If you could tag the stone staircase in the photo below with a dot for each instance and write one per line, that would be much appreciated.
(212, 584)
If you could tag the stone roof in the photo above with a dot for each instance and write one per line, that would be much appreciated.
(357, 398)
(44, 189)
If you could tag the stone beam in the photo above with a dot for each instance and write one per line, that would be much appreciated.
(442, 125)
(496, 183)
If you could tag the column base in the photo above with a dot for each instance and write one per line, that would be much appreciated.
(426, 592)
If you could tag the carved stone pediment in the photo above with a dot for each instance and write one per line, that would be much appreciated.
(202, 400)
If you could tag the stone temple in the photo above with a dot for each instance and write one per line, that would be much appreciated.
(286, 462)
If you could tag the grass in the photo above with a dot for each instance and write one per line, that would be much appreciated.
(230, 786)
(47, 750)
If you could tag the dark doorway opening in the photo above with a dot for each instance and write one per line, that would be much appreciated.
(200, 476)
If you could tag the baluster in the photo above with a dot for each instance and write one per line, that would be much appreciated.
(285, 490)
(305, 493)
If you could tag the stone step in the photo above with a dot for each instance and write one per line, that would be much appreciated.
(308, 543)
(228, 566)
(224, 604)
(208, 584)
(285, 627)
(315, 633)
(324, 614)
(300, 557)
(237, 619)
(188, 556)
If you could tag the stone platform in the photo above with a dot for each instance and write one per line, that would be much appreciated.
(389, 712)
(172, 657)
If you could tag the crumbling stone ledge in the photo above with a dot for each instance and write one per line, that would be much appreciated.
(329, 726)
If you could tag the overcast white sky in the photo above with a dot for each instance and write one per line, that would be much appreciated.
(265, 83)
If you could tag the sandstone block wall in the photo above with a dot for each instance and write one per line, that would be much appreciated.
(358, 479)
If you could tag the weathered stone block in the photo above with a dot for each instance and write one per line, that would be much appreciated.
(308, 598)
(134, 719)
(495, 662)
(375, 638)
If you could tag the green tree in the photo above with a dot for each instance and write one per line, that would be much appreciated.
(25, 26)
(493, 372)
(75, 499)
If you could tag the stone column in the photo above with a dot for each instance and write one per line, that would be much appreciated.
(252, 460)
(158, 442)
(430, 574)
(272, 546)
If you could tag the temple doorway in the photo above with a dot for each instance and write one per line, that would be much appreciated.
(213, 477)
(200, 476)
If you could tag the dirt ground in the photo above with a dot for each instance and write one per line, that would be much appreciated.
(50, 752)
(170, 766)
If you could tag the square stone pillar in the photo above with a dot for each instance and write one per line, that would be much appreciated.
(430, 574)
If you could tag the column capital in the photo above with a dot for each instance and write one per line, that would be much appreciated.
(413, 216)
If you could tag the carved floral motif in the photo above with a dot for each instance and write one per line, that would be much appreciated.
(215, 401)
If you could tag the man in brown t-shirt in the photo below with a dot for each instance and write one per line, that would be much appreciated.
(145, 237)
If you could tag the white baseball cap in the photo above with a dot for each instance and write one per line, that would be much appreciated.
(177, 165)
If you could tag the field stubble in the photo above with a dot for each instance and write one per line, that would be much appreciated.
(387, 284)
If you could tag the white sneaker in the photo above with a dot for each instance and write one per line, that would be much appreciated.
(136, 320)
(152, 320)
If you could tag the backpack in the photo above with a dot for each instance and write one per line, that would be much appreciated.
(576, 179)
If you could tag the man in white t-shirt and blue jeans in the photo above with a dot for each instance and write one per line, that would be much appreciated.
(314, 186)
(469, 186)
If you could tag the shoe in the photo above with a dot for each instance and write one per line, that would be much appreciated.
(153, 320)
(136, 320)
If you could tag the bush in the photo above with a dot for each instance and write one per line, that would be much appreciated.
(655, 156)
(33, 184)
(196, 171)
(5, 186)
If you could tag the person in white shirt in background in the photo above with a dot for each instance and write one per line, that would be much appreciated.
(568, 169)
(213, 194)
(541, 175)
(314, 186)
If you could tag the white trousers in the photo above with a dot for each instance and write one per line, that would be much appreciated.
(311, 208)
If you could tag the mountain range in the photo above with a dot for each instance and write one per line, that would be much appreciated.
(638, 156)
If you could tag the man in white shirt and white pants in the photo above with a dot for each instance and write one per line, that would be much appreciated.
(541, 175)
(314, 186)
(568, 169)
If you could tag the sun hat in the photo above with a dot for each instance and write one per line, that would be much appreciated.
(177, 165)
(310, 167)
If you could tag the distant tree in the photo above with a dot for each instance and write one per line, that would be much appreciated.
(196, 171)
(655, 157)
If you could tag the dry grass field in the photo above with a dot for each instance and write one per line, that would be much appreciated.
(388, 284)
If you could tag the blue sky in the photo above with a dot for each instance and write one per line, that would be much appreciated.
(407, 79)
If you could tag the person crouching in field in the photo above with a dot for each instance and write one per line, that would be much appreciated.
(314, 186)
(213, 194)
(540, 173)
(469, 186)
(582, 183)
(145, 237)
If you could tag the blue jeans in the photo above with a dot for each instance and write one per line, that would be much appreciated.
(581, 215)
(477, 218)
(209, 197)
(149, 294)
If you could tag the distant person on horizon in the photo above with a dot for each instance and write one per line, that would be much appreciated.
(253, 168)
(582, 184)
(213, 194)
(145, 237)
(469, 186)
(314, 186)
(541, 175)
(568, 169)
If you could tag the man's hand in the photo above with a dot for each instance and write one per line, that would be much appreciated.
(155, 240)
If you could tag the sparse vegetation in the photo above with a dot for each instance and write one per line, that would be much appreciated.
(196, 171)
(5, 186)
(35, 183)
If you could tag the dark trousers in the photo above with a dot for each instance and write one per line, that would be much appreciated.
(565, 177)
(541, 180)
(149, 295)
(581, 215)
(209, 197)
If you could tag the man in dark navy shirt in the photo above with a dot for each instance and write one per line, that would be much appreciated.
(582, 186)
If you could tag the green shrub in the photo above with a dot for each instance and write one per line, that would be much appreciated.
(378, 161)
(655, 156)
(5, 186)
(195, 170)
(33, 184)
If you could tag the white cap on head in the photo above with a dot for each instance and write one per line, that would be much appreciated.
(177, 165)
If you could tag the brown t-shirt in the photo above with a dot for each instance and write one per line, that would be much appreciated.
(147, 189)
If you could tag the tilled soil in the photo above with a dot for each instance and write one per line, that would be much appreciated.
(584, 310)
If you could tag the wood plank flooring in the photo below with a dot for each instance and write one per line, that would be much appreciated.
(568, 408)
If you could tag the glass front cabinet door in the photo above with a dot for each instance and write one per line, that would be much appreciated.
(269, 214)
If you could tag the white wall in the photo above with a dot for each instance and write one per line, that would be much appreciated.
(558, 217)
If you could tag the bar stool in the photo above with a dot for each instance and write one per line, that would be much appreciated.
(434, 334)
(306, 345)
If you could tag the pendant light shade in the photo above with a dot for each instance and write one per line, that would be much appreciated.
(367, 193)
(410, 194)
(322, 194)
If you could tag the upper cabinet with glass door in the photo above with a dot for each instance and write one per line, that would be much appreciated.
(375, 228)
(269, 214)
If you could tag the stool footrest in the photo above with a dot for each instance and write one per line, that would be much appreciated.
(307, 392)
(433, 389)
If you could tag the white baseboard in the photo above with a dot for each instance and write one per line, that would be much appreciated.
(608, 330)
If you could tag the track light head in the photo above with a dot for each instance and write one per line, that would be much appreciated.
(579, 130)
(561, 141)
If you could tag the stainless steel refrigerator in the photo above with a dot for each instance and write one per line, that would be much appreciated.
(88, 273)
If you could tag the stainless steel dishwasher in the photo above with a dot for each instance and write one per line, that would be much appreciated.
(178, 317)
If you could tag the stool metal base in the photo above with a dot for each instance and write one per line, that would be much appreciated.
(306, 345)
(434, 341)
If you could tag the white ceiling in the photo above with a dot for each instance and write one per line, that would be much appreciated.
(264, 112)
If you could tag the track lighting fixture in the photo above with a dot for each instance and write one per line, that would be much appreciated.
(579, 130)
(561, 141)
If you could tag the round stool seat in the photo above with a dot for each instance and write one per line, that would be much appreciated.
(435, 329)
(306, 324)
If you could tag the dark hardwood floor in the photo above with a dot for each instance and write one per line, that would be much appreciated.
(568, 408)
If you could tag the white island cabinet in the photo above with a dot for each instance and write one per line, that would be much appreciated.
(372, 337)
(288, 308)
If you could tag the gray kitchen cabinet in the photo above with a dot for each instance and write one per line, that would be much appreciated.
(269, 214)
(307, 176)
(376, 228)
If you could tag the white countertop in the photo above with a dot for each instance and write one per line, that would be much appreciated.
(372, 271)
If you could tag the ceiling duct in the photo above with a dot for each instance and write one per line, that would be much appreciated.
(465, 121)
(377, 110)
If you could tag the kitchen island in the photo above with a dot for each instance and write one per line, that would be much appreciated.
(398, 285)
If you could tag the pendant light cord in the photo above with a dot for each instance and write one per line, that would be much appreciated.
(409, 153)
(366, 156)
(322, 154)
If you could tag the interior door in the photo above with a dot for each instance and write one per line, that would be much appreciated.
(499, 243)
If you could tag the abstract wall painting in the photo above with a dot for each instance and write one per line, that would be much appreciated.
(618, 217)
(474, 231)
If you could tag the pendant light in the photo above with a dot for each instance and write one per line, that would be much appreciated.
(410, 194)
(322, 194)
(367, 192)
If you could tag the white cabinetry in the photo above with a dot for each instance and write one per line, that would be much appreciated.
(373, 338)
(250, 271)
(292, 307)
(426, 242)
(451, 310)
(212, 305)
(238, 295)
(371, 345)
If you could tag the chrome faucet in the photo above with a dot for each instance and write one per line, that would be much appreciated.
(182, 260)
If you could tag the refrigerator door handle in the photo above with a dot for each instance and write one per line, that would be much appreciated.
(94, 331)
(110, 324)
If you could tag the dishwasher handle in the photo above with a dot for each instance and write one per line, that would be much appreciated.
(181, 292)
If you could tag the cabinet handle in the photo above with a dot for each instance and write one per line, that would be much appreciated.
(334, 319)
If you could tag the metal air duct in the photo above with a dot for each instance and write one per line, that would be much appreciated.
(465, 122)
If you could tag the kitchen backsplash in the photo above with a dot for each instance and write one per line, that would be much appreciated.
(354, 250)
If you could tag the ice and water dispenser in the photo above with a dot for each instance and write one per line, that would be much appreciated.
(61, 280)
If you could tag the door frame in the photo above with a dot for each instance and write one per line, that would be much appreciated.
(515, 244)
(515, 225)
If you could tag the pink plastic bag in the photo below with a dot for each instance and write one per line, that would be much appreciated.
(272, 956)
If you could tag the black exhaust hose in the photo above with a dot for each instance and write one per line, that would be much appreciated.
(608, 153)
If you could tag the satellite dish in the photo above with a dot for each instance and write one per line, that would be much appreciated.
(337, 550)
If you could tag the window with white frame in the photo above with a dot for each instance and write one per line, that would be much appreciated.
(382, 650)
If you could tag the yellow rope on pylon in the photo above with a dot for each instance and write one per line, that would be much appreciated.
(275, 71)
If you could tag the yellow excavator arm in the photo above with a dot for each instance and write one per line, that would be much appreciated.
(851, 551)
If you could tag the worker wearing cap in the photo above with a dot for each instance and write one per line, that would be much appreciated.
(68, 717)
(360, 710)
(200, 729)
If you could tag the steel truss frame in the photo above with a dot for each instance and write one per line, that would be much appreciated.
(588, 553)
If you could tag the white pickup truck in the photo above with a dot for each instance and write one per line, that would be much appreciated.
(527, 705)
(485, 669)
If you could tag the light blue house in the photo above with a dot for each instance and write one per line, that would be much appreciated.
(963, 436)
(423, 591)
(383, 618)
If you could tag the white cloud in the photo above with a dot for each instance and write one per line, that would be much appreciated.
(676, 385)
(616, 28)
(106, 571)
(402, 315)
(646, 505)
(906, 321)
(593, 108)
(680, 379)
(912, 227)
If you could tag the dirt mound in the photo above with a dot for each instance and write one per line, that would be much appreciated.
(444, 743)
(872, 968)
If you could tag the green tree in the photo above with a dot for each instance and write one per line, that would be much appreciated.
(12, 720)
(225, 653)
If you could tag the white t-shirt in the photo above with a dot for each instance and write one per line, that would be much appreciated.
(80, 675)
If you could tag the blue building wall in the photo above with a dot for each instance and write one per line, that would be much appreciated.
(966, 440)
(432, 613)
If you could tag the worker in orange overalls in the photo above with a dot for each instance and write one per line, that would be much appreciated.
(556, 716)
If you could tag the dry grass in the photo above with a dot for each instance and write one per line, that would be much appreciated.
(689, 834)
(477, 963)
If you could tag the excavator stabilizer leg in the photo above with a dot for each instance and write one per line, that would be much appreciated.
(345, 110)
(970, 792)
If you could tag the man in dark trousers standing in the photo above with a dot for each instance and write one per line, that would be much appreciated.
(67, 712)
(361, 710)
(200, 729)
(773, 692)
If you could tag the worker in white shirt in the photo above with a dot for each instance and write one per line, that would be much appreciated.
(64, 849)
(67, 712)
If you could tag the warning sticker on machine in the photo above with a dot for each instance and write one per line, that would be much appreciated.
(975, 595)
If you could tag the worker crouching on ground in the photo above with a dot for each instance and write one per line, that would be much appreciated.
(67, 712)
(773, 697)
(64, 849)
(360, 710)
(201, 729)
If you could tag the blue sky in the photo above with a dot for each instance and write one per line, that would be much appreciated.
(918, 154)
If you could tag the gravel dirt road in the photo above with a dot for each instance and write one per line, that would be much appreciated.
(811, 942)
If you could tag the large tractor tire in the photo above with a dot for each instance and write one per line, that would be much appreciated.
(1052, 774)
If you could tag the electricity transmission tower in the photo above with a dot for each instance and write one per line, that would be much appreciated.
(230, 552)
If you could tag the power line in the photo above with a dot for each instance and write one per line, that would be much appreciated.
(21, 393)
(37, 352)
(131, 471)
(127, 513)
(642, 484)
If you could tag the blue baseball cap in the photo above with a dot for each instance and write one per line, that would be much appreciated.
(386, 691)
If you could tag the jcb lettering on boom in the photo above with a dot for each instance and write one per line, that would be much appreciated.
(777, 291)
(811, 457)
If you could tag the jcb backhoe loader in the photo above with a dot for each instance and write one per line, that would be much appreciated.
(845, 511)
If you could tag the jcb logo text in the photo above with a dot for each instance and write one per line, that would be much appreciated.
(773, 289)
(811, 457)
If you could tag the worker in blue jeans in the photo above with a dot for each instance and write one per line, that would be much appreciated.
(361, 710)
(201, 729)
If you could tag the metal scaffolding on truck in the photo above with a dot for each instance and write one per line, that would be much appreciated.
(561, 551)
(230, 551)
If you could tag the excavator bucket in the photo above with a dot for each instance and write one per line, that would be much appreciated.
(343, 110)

▶ **STATED GOAL**
Print only the lines from the one with "If you could tag the jcb logo" to the end of the records, both included.

▶ **REPLY**
If you could tag the jcb logo text in the photo above with a dot for each instance and write one per line, that would be much appreciated.
(773, 289)
(811, 457)
If you could tag the worker in blue jeans in the photo above with a dot for each instance and write one per line, that would be much appreciated.
(361, 710)
(201, 729)
If you could tag the metal scaffolding on truck in the photo above with a dot for each instance and write one per line, that would be much appreciated.
(561, 551)
(230, 551)
If you could tag the excavator bucket in the photo above with a dot for each instance and write one per line, that would be much appreciated.
(343, 110)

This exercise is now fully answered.